───── Data extract

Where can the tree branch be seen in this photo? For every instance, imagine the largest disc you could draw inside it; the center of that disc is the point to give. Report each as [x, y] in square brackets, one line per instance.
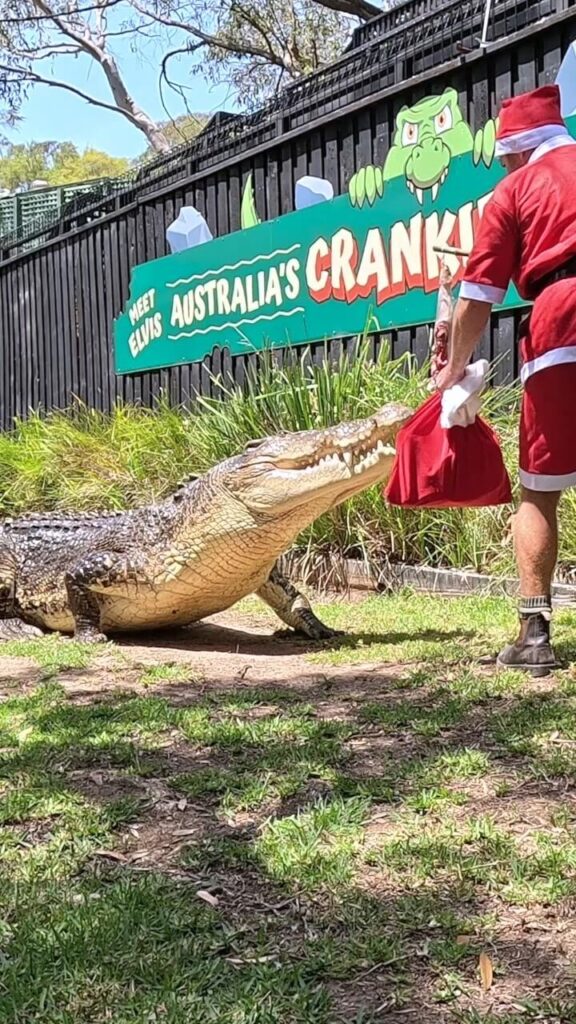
[26, 75]
[354, 8]
[238, 48]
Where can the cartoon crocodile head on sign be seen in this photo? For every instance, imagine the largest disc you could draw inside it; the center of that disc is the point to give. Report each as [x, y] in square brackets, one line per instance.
[427, 136]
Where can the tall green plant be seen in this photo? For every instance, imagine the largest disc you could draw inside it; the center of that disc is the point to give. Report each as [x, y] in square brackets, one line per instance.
[82, 460]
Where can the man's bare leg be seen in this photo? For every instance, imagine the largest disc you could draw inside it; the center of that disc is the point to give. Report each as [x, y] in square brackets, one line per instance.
[535, 534]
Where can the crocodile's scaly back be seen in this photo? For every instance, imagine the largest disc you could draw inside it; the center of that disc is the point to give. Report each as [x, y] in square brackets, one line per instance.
[211, 543]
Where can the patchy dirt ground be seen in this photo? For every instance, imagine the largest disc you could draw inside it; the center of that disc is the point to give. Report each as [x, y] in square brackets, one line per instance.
[368, 829]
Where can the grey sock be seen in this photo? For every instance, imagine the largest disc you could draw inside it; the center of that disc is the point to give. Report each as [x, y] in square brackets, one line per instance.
[536, 605]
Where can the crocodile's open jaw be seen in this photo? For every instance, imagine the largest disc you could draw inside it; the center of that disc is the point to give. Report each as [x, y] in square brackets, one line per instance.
[418, 188]
[321, 467]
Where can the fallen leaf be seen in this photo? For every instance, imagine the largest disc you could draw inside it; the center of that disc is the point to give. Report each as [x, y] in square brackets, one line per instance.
[207, 897]
[486, 972]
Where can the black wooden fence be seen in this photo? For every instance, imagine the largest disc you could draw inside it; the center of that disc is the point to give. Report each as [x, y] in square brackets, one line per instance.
[63, 283]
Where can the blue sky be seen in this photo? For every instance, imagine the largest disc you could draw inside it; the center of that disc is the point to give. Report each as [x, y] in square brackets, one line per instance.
[55, 115]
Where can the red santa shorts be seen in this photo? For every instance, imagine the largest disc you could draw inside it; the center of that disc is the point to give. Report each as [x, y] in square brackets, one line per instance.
[547, 429]
[547, 432]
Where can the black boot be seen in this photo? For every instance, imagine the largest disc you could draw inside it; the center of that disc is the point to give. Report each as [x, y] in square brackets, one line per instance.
[532, 651]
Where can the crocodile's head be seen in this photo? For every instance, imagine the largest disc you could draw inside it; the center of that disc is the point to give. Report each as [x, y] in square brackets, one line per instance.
[426, 137]
[314, 470]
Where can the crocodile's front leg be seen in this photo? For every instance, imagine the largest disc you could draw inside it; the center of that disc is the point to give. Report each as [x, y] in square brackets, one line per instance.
[11, 628]
[293, 608]
[86, 582]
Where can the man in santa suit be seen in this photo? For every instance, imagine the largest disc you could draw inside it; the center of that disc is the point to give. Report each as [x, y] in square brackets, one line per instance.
[528, 235]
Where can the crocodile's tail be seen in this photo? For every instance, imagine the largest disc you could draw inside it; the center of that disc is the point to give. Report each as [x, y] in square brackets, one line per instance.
[248, 214]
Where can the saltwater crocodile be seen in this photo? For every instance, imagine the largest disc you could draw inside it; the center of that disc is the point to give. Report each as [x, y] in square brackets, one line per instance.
[211, 543]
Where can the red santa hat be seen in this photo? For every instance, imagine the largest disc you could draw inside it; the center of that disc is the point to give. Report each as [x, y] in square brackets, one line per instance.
[527, 121]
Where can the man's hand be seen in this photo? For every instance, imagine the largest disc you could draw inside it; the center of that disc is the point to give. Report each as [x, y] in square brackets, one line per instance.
[448, 377]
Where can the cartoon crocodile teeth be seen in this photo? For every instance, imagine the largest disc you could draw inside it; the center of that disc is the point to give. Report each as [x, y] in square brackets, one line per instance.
[427, 136]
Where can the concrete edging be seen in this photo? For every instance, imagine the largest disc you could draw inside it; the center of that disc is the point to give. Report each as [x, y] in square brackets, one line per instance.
[358, 574]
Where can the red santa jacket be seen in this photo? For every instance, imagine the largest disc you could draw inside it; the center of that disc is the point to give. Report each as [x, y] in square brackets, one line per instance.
[528, 229]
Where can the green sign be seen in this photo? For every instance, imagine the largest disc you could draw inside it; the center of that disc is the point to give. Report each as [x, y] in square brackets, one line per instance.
[364, 258]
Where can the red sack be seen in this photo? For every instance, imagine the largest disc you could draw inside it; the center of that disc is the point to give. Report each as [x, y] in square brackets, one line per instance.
[437, 468]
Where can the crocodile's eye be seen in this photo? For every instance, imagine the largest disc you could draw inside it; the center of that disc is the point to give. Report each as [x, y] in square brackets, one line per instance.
[409, 133]
[443, 121]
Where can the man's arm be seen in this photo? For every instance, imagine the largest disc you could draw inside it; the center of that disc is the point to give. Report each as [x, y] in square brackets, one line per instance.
[470, 317]
[491, 265]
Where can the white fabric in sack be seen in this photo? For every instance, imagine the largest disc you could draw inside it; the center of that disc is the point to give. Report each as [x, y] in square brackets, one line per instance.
[460, 403]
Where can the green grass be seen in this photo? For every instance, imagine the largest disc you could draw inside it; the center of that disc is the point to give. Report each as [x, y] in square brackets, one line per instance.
[85, 460]
[365, 838]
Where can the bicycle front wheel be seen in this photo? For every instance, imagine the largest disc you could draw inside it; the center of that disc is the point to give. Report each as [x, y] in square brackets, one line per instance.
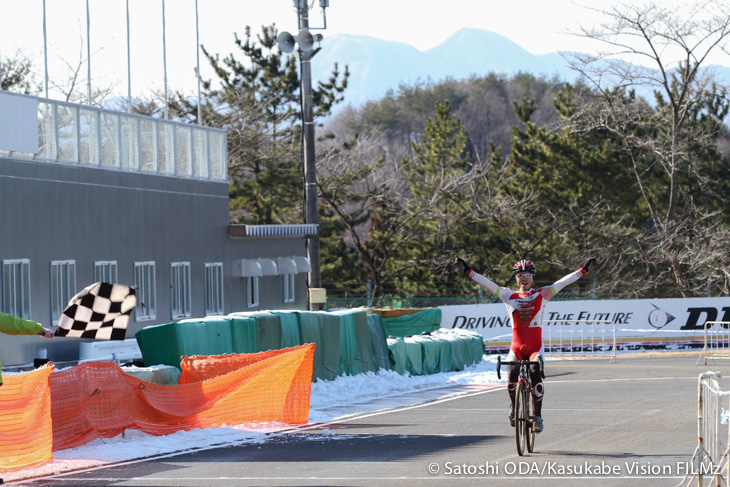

──────────

__Aim of the task__
Your answer should reproduce every line of the data verbatim and include no images.

__Response box__
Where can the tree branch be seen in this photo? For every instance, imagine the largest disc you could draw inside it; the center of that disc is the point to give. Report each as [x, y] in square brackets, one line per instance.
[26, 75]
[354, 8]
[238, 48]
Where can the cartoon crocodile head on sign be seen in this photo? For every instance, imagine the largest disc you could draw inside it; the center of that disc is the point to give. Report each as [x, y] in square brackets, one line per instance.
[427, 136]
Where can the tall green plant be seen in this photo? For every instance, imagine the largest disc you could draw inside it; the center of that disc is the point to give. Report each as [x, y] in square brackets, one line per instance.
[82, 460]
Where can the man's bare leg be seen in this photo? For every instance, imagine the largest disc you could draw inside it; the center of that disc is the point to give. Report each as [x, y] in square brackets, one line per instance.
[535, 534]
Where can the crocodile's scaly back be seen in this photo? For every instance, imagine the largest disc you could draw inside it; the center of that disc is the point to give. Report each as [x, y] in square brackets, one line per instance.
[211, 543]
Where can the patchy dirt ground be seen in this photo? For every instance, imagine the largest disc you could draw inside it; the center of that disc is the point to give. Report each as [x, y] in square brackets, one line per instance.
[368, 829]
Where can the grey sock be seen in this photo? For every instance, imagine the largest disc you could draw inside it; the center of that disc is the point to give. Report each as [x, y] in square brackets, one line per instance.
[536, 605]
Where can the crocodile's open jaw be seen in this photo? For every instance, imagine the largest disc you could draw inside it; the center of that disc is the point to give. Report each as [x, y] in square brackets, one line per instance.
[418, 188]
[321, 467]
Where can the fallen leaf be seen in this photo? For every instance, imagine the largest disc you could draw inside it; the center of that disc is the point to give. Report each as [x, y] in square brackets, one line per instance.
[207, 897]
[486, 972]
Where can the black wooden fence be seen in this photo? For every instance, imagine the largest disc you could draw inside it; the center of that disc is the point to give. Report each as [x, y] in square brackets, one line per instance.
[63, 283]
Where can the blue sky be seen in this photo? For every instance, imagine the largest disc you could draw inside it; the center of that disc is the point to give. Report each as [x, y] in square brackets, one line per instance.
[55, 115]
Where can the red santa shorts be seen in this photo? For every instance, imagine the largest disc you could draw inside it; the center of that disc is the point to give. Report each as [x, y] in square brackets, one line per instance.
[547, 429]
[547, 432]
Where can the black boot be seen in this photo? For every instance, imagine the largest disc you could draw inside it; the center of that disc is the point to give. Report each as [x, y] in square brackets, one line per instance.
[532, 651]
Where can the crocodile's head be seen in this photo? For every instance, imagine the largest disc you could draw inside it; the center of that disc is the point to give. Report each as [x, y] in square brackets, one line per instance.
[426, 137]
[314, 470]
Where can the crocodile's front leg be seen in this photo? For every instance, imagine the largest disc you could draw inside it; the center of that disc is the point to give. Report each as [x, y] in square brackets, one line per instance.
[11, 628]
[293, 608]
[86, 582]
Where can the man in santa suit be seen in this photo? For every instance, imagine the largest disc you could draw inside it; the center of that disc is the point to give. Report each as [x, y] in square brackets, one line per instance.
[528, 235]
Where can the crocodile's tail be seen in this photo? For every instance, imagine the largest disc you could draw inside it; the center of that disc is the point to give. Report each as [x, y] in square brackets, one line per instance.
[248, 214]
Where can the saltwater crocodile be seen in this photo? For every instance, imagine the largest disc you could draw inside it; the center of that disc is the point to give. Report each as [x, y] in square brackets, one line per instance.
[211, 543]
Where can the red santa hat be seen in this photo? For every instance, imagine the largest disc you could draw inside it; the center of that disc is the point to give. Report each as [x, y] in square brackets, one line per instance.
[527, 121]
Where can the man's hand be seen in this photo? For every instance, imagine the largest disc you could draw inside it; the center of that disc is the point to give. Report each as [x, y] in square brackets, one line per instance.
[448, 377]
Where can the cartoon crocodile teeth be seen in this photo? For every instance, imagine the largest disc you could draw inside it; the center of that disc is the point to give. Report each as [x, y] in square brackets, one line per instance.
[427, 136]
Where can the concrete edging be seen in this photo? For every instance, imagine the largest disc you could draw inside it; the center of that disc is the point to give. Report each as [x, y] in square brackets, one line per instance.
[358, 574]
Where can the red santa jacket be seen in this photo? For every instance, imagine the largest disc you could draw inside it; the center of that disc is the point to give. Report each as [x, y] in square brackets, one line per instance.
[528, 229]
Where can the green sign be seen in this photo? For every instance, imagine the largest disc you could draw inside it; the center of that disc is the point to give. Report each as [x, y] in square brackets, one line per instance.
[364, 258]
Where can the red sack be seen in this photo? For every instance, imagine the largest disc you could draw inside it; the center of that disc is the point to give. Report each as [x, y] in square brackets, one line per instance.
[437, 468]
Where can the crocodile's eye be seen in this photo? For every instance, imagine the largest disc you could draw inside it; the center of that disc is the point to give. Report each as [x, y] in square brackets, one line per instance.
[409, 133]
[443, 121]
Where can the man's arm be seen in this photo? For every instance, imagine the largest disc you could draw inside it; the center of that disc is the point to give. Report each as [x, y] in square brackets, one line per instance.
[470, 317]
[491, 265]
Where can the white fabric in sack be seen in this photo? For every instance, imagine the largest disc you could draw inside it; the center of that disc is the point to give. Report each as [x, y] in square brackets, one line per instance.
[460, 403]
Where can the green grass be seen in this photo? For every instance, imagine the largest disc you could draw inside it; the center of that disc is the point to give. Report each as [x, y] in square brackets, one line per instance.
[85, 460]
[365, 838]
Where can the bicycle front wheel be seen in this photo? For every instance, imagine the largest disc you could draw inside it; the center of that disc is the point to give. Report each as [x, y] in square brackets, one line per instance.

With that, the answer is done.